- REQUIREMENT:
What is needed is a word-for-word copy of all the entries, minus the pictures.

- Natural language region descriptions:
= Beginning of Section =

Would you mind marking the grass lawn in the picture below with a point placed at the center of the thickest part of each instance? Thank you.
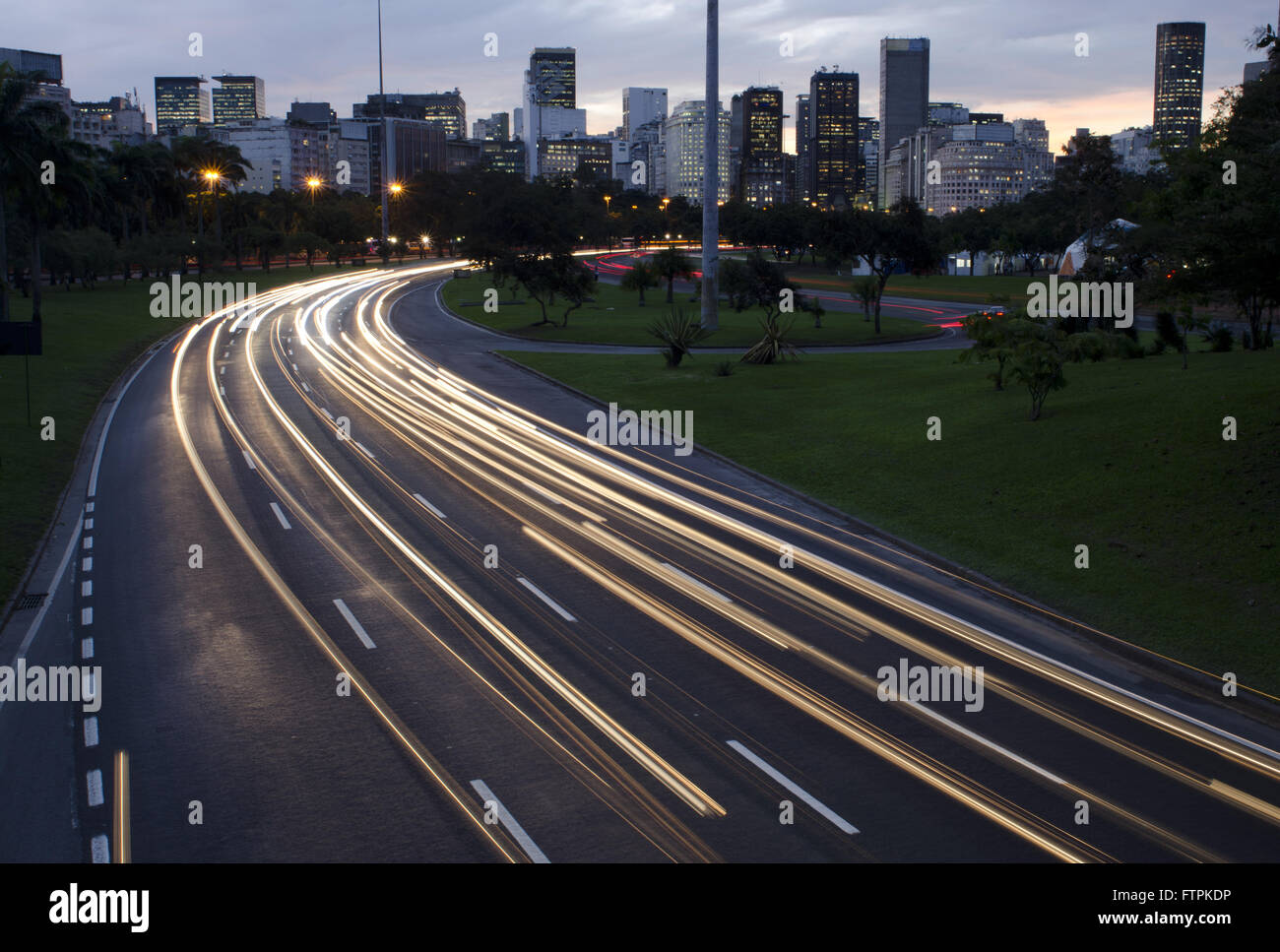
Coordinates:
(1127, 460)
(627, 323)
(90, 337)
(960, 288)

= End of Section =

- RESPONSE AREA:
Would you mind marking the grass lawn in the picture below with a point placed at the center of the thickest part of each instance? Thank you.
Coordinates:
(1127, 460)
(627, 323)
(90, 337)
(960, 288)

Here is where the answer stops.